### Passage
+-------+

Introduction

Schnitzler syndrome is a very rare acquired systemic disease that has many similarities with hereditary autoinflammatory syndromes. Main clinical features include fever, urticarial exanthema, muscle, bone and/or joint pain, and lymphadenopathy. Exanthema and IgM monoclonal gammopathy are the main characteristics of the disease. About 15–20% of patients with Schnitzler syndrome develop lymphoproliferative disease [1], and in rare cases, amyloid A (AA) amyloidosis can occur if the disease is not treated. Activation of the innate immune system, especially of IL-1β, is central to pathogenesis of the disease. Consequently, in 80% of patients, complete control of disease symptoms can be achieved by treatment with the IL-1 receptor antagonist anakinra.

+-------+

### Tasks
**a.** In the introduction on Schnitzler syndrome, what share of patients achieve complete symptom control with anakinra?
**b.** Extend the introduction on Schnitzler syndrome past its final sentence.
You won't need the listing that comes after this passage.

+-------+

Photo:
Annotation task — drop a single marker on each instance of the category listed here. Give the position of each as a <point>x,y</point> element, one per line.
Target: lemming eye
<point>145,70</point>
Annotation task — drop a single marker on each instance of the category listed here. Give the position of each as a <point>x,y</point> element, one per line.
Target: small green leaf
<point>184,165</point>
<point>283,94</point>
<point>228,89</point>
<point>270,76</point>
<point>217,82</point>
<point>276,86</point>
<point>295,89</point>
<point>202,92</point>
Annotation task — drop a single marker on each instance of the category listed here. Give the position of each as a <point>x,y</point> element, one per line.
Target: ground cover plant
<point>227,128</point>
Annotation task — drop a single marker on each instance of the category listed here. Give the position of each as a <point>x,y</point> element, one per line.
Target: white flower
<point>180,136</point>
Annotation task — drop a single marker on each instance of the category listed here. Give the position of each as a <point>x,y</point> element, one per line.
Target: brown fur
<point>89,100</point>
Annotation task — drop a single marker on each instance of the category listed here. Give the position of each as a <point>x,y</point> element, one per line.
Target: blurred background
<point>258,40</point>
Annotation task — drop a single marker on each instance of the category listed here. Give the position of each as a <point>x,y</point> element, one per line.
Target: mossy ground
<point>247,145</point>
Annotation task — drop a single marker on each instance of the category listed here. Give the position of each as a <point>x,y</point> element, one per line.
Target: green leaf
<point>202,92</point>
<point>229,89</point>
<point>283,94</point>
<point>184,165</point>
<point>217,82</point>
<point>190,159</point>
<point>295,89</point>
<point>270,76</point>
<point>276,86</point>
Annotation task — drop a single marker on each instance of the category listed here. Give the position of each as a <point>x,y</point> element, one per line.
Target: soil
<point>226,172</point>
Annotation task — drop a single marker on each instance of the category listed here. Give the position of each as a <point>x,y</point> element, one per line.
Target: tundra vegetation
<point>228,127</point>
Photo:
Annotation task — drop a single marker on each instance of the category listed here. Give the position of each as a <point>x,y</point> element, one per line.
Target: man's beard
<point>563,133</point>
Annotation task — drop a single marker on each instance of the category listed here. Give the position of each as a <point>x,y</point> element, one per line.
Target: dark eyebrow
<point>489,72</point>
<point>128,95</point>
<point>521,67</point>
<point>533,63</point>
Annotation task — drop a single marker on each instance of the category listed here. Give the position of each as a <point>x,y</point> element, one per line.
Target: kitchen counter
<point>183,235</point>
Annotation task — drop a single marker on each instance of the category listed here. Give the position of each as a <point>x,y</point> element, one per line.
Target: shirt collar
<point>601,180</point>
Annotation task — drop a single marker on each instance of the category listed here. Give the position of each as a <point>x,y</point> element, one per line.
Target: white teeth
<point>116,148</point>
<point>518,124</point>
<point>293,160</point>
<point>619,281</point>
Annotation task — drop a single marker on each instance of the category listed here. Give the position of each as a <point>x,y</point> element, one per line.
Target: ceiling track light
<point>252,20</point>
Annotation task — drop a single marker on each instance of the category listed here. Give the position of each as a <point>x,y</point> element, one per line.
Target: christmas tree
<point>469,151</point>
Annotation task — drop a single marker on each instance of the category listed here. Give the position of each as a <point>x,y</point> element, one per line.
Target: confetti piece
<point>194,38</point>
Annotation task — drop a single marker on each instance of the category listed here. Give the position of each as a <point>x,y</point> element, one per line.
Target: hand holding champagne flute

+-------+

### Responses
**a.** 80% of patients.

**b.**
The first cases of this syndrome were reported in 1972 and published as an independent unit in 1974 by Liliane Schnitzler, a French dermatologist. Later more than 300 cases were reported. The age peak lies in the sixth decade of life, men are affected somewhat more frequently than women [2].

Clinical symptoms

The leading clinical symptom of Schnitzler syndrome is urticarial exanthema with an emphasis on the stem. It can be accompanied by chronic relapsing fever, bone and joint pain [3], changes in bone structure, muscle pain, lymphadenopathy, and hepatosplenomegaly. Other non-specific symptoms include headache, exhaustion, and fatigue. Laboratory chemistry shows an increase in inflammatory parameters and monoclonal gammopathy [2]. There is little or no itching; instead, some burning sensations of the skin are reported ([4]; Table 1).

Table 1 Clinical and laboratory chemical findings according to their frequency in patients with Schnitzler syndrome. (Adapted from Simon et al. [2])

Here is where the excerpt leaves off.